Supplied passage ->
------------------------------------------------

In other words, he hasn’t proved it, but he’s argued that, here, rationality can’t do the job, for there are limits to our rationality. By setting limits to that rationality, to our own human experience, to our own finitude, we are in a position to reconcile better revelation, religion, and philosophy.
Notice how different that is from trying to prove equivalency between arguments. There are some points where they just don’t mesh, but by recognizing that we cannot solve these problems, that is itself an answer and a solution.
When Maimonides dies in 1204, a major controversy broke out. Those who read Maimonides—who are in northern Europe and not in Spain— realized how subversive he might be. There were even cases where his Guide was burned; scholars were involved in enormous fighting over the issue of how to interpret Judaism philosophically. Indeed, the Maimonidean controversy lasted for several centuries, and it really never ends.
Nevertheless, Maimonides survived as a significant scholar in Judaism because of his role as a legislator and as the author of the Mishneh Torah. Even if you didn’t like Maimonides the philosopher, you had to love him as an individual who had created this corpus of Jewish law. Therefore, you had to take him seriously after all.
Common Questions About Moses Maimonides
Moses Maimonides’s text More Nevuchim is one of the most controversial in all of Jewish literature. His writings provoked a battle between philosophers and traditionalists, and presented some intellectual problems including his lack of citations, his belief in teaching the Torah without pay, and his ideas about the inability of man to comprehend creation from our standpoint of reason and logic.
The 13 Principles of Jewish faith were composed by Maimonides and reside in all Jewish prayer books. They represent the fundamentals of the Jewish faith. There are 13 variations beginning with “I believe with complete faith that the Creator, blessed be his name…” In essence, they pay tribute to God as being the sole creator and a divine being.

------------------------------------------------

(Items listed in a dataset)
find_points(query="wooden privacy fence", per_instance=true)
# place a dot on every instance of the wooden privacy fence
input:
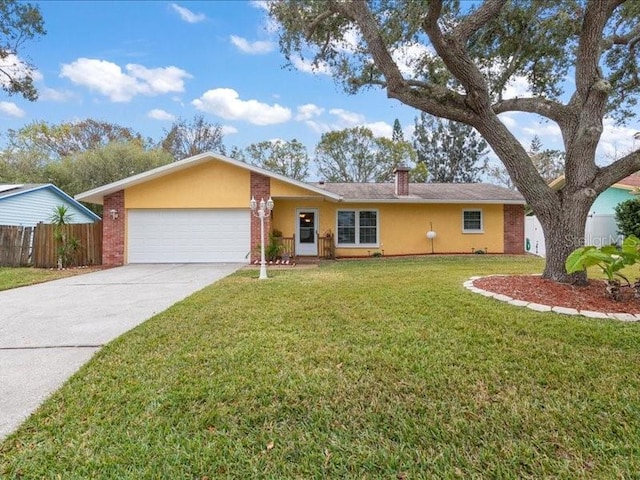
(15, 245)
(87, 235)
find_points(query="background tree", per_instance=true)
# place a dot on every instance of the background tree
(451, 151)
(187, 138)
(548, 163)
(355, 155)
(469, 56)
(19, 22)
(286, 158)
(92, 168)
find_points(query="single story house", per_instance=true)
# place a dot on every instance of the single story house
(197, 210)
(29, 204)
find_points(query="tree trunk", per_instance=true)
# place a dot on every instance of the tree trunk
(563, 233)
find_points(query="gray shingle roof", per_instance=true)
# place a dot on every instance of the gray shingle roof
(436, 192)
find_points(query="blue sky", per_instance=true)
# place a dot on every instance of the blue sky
(144, 64)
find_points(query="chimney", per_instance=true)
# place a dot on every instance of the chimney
(402, 180)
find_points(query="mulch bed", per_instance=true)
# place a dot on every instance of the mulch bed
(532, 288)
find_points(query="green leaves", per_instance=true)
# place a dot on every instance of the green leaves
(610, 259)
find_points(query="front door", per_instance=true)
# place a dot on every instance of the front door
(306, 231)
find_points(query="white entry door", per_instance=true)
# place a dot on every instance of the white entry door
(306, 231)
(188, 236)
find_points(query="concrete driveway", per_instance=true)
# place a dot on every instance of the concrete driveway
(48, 331)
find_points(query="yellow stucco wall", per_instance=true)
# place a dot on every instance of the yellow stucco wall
(281, 189)
(209, 185)
(403, 228)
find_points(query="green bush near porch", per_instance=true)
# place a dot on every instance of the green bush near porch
(384, 368)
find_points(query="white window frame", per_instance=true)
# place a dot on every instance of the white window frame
(473, 230)
(357, 243)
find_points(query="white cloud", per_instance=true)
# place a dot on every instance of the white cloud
(408, 57)
(16, 68)
(308, 111)
(508, 121)
(187, 15)
(307, 66)
(225, 103)
(616, 141)
(253, 48)
(344, 119)
(347, 118)
(158, 114)
(548, 132)
(517, 87)
(108, 79)
(229, 130)
(11, 109)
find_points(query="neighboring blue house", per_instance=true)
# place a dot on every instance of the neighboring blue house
(29, 204)
(620, 192)
(606, 202)
(601, 227)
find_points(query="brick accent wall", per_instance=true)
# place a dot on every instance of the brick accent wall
(514, 229)
(260, 189)
(113, 230)
(402, 180)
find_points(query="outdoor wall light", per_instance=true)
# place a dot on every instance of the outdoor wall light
(431, 235)
(262, 211)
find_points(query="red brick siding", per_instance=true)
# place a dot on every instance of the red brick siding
(514, 229)
(402, 181)
(113, 230)
(260, 190)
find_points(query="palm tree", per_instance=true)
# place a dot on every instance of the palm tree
(61, 217)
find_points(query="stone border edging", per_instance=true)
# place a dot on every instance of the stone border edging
(538, 307)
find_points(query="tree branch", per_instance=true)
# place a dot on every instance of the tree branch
(476, 20)
(546, 108)
(447, 103)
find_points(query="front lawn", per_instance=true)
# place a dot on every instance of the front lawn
(386, 368)
(12, 277)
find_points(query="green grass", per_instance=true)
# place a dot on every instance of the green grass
(12, 277)
(386, 368)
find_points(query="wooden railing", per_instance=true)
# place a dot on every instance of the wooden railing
(87, 235)
(326, 247)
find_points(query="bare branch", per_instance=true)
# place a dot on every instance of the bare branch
(618, 170)
(546, 108)
(476, 20)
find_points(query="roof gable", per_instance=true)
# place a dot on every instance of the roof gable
(29, 204)
(97, 194)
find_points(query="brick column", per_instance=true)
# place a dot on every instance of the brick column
(260, 190)
(113, 230)
(514, 229)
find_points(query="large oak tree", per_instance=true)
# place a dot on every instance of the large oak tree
(469, 52)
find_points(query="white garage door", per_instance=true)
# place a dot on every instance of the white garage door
(188, 236)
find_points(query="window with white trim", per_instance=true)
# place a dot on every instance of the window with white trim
(357, 227)
(472, 221)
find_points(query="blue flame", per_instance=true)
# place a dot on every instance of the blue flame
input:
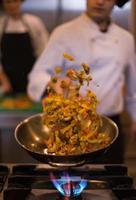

------------------------------------------------

Direction ->
Write out the part of the Maimonides passage above that opens with the words containing "Nevertheless, Maimonides survived" and closes with "reason and logic.".

Final result ->
Nevertheless, Maimonides survived as a significant scholar in Judaism because of his role as a legislator and as the author of the Mishneh Torah. Even if you didn’t like Maimonides the philosopher, you had to love him as an individual who had created this corpus of Jewish law. Therefore, you had to take him seriously after all.
Common Questions About Moses Maimonides
Moses Maimonides’s text More Nevuchim is one of the most controversial in all of Jewish literature. His writings provoked a battle between philosophers and traditionalists, and presented some intellectual problems including his lack of citations, his belief in teaching the Torah without pay, and his ideas about the inability of man to comprehend creation from our standpoint of reason and logic.